* SELECTED TEXT:
━━━━━━━━━━━━━━━━━━━━━━━━━━━━━━

In the end we stayed away from anything crushingly academic in the game, and I think it was the right choice; but it meant I couldn't make a as strong a case against materialism as I would have liked. In case you're still feeling secure in that belief, here's one of the most fun.

---------------
Mary's Room
Mary is a brilliant scientist who is, for whatever reason, forced to investigate the world from a black and white room via a black and white television monitor. She specializes in the neurophysiology of vision and acquires, let us suppose, all the physical information there is to obtain about what goes on when we see ripe tomatoes, or the sky, and use terms like ‘red’, ‘blue’, and so on. She discovers, for example, just which wavelength combinations from the sky stimulate the retina, and exactly how this produces via the central nervous system the contraction of the vocal cords and expulsion of air from the lungs that results in the uttering of the sentence ‘The sky is blue’. [...] What will happen when Mary is released from her black and white room or is given a color television monitor? Will she learn anything or not?

That's from: Jackson, Frank (1982). "Epiphenomenal Qualia". Philosophical Quarterly (32): 127–136.

The idea is that if Mary has never been exposed to colourful stimuli she will not know what it is like to see colour. Correspondingly when she is released from the room she learns something new about the world when she sees colour for the first time. However, the premises of the argument maintained that Mary knows everything there is to know about the physical world. If it's true that she learns something new on release then whatever it is she learns must not be about the physical world, and there must be some other mental plane of existence.

━━━━━━━━━━━━━━━━━━━━━━━━━━━━━━

* REQUIREMENT A:
In the Mary's Room passage, what field does Mary specialize in?
* REQUIREMENT B:
Copy the Mary's Room passage from "That's from: Jackson, Frank" up to and including "plane of existence.".
* REQUIREMENT C:
Carry on writing the Mary's Room passage, picking up after its last sentence.
The records have no connection to the Mary's Room passage.

* AVAILABLE DATA:
━━━━━━━━━━━━━━━━━━━━━━━━━━━━━━

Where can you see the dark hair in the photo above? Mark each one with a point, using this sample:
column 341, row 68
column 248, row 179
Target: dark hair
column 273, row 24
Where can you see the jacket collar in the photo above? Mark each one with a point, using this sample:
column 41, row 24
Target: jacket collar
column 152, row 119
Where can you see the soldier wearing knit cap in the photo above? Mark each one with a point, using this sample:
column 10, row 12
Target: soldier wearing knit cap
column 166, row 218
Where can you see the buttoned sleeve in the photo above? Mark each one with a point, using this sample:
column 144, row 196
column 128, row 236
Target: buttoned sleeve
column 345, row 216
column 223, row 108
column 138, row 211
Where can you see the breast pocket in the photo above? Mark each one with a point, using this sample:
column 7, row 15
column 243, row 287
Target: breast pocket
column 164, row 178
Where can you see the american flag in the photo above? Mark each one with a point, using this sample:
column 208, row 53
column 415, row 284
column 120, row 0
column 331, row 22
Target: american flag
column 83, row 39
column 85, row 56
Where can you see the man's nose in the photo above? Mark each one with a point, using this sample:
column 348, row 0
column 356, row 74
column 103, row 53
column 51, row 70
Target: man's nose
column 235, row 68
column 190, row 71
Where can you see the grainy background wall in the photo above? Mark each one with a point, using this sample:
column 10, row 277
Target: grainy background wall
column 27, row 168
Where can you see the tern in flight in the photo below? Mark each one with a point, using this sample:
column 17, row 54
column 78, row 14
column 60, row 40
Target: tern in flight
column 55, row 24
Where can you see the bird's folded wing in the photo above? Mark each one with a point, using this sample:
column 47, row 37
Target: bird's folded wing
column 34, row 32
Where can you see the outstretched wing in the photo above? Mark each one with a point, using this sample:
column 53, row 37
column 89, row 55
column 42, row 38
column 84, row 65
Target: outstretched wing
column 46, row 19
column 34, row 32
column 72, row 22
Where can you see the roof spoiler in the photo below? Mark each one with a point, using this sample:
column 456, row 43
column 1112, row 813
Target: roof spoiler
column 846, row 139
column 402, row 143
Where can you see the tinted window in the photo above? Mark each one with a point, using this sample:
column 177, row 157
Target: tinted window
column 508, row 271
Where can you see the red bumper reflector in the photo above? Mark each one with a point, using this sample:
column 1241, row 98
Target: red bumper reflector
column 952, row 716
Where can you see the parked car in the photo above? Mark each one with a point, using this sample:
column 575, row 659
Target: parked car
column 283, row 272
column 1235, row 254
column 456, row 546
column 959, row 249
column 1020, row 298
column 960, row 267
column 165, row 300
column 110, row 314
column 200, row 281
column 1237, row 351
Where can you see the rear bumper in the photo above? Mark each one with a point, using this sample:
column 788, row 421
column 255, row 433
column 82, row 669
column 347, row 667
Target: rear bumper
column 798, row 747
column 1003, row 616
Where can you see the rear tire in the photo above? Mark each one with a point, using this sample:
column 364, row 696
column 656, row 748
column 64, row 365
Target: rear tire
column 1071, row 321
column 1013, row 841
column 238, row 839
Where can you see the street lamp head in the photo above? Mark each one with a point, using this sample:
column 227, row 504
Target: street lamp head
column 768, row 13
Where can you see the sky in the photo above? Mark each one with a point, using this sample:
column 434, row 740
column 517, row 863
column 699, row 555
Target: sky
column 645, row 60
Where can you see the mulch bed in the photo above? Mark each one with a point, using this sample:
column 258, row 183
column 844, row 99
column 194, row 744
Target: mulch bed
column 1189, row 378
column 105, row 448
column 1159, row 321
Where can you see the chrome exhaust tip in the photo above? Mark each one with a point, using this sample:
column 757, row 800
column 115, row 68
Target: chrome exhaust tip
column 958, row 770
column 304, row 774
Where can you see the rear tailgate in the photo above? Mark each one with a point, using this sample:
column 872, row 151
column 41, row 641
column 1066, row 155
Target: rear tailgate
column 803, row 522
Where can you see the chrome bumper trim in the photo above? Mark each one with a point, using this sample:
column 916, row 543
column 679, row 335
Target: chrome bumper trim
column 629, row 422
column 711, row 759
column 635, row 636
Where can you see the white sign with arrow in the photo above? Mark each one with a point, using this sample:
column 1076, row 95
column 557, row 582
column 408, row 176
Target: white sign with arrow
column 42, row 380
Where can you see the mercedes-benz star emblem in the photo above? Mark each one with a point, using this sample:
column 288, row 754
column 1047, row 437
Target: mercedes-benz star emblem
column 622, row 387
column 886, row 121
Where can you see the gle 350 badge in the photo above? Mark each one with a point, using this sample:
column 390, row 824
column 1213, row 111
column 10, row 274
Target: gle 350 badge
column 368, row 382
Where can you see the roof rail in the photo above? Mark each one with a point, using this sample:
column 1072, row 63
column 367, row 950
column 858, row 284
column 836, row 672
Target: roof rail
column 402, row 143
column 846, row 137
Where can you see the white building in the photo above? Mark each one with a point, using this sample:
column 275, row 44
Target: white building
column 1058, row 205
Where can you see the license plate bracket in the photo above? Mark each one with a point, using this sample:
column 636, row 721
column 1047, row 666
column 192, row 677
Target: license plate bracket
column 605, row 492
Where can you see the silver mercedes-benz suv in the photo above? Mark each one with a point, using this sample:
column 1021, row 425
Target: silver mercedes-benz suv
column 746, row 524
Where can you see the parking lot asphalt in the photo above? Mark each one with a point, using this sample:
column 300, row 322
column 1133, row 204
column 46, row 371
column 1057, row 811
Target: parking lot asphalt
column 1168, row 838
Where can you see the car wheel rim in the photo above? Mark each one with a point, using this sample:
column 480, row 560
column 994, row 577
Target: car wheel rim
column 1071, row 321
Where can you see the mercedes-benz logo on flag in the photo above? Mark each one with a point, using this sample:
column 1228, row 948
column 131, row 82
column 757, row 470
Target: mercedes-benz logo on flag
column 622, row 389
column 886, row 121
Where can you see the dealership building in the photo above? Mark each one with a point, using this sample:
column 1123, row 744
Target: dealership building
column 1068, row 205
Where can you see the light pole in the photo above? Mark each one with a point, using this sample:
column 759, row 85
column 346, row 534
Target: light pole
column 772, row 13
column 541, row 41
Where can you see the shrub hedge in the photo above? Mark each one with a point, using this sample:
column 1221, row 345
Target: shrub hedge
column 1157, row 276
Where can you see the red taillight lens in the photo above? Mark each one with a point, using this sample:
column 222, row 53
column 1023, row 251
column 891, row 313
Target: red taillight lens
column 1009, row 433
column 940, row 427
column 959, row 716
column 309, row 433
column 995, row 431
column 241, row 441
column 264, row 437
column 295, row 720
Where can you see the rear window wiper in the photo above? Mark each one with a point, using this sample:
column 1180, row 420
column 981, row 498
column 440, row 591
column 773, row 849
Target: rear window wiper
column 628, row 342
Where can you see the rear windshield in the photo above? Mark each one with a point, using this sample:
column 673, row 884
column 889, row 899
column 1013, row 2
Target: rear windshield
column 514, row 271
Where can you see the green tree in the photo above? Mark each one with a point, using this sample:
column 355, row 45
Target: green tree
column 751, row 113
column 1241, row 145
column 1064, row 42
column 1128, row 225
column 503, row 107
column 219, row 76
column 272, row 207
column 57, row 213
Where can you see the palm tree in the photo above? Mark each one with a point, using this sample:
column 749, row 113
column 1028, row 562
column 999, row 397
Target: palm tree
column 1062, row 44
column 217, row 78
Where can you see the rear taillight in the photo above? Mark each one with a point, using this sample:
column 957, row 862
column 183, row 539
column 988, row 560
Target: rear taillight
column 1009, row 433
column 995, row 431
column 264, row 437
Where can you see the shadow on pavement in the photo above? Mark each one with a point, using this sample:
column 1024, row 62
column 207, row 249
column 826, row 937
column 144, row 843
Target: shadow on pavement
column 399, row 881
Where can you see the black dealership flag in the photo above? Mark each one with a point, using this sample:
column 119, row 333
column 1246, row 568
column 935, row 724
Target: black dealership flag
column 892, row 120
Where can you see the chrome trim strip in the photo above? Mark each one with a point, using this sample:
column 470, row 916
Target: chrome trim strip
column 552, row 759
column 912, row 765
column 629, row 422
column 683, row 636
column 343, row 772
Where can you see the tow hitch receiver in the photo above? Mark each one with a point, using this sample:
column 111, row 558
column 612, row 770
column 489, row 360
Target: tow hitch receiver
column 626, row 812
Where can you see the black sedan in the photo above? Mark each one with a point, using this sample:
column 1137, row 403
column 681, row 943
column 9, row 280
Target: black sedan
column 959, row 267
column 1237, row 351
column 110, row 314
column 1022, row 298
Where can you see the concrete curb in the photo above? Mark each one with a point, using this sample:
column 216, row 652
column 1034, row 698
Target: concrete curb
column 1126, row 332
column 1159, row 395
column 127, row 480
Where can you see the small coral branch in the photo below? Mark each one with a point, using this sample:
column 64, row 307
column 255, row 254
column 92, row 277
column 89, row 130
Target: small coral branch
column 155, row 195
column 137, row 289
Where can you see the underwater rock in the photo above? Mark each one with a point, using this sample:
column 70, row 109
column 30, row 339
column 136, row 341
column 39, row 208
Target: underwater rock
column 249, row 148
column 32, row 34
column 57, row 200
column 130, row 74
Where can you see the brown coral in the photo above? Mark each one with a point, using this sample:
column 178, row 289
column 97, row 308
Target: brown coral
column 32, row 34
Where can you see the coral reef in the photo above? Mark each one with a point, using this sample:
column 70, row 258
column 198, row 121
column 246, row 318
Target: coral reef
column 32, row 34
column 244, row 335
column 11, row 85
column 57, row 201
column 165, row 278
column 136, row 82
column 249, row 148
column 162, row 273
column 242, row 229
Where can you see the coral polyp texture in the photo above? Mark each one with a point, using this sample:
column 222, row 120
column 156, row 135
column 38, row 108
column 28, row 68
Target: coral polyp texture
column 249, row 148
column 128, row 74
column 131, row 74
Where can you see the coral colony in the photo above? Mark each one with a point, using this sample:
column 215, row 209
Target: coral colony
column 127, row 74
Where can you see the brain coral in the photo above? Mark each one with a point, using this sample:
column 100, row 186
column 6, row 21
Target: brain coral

━━━━━━━━━━━━━━━━━━━━━━━━━━━━━━

* EXPECTED OUTPUT A:
The neurophysiology of vision.

* EXPECTED OUTPUT B:
That's from: Jackson, Frank (1982). "Epiphenomenal Qualia". Philosophical Quarterly (32): 127–136.

The idea is that if Mary has never been exposed to colourful stimuli she will not know what it is like to see colour. Correspondingly when she is released from the room she learns something new about the world when she sees colour for the first time. However, the premises of the argument maintained that Mary knows everything there is to know about the physical world. If it's true that she learns something new on release then whatever it is she learns must not be about the physical world, and there must be some other mental plane of existence.

* EXPECTED OUTPUT C:
There are lots of inventive physicalist responses that I won't go into here. Certain kinds of eliminativist theory get around this by denying that the experience of colour perception is any kind of knowledge at all. We might alternatively respond by saying that Mary doesn't, in fact, have all the physical information; that some knowledge is not propositional in this way.


Further Reading
As if it weren't enough that I finished my Philosophy MA exams last week, I'm now going to forward the reading onto you!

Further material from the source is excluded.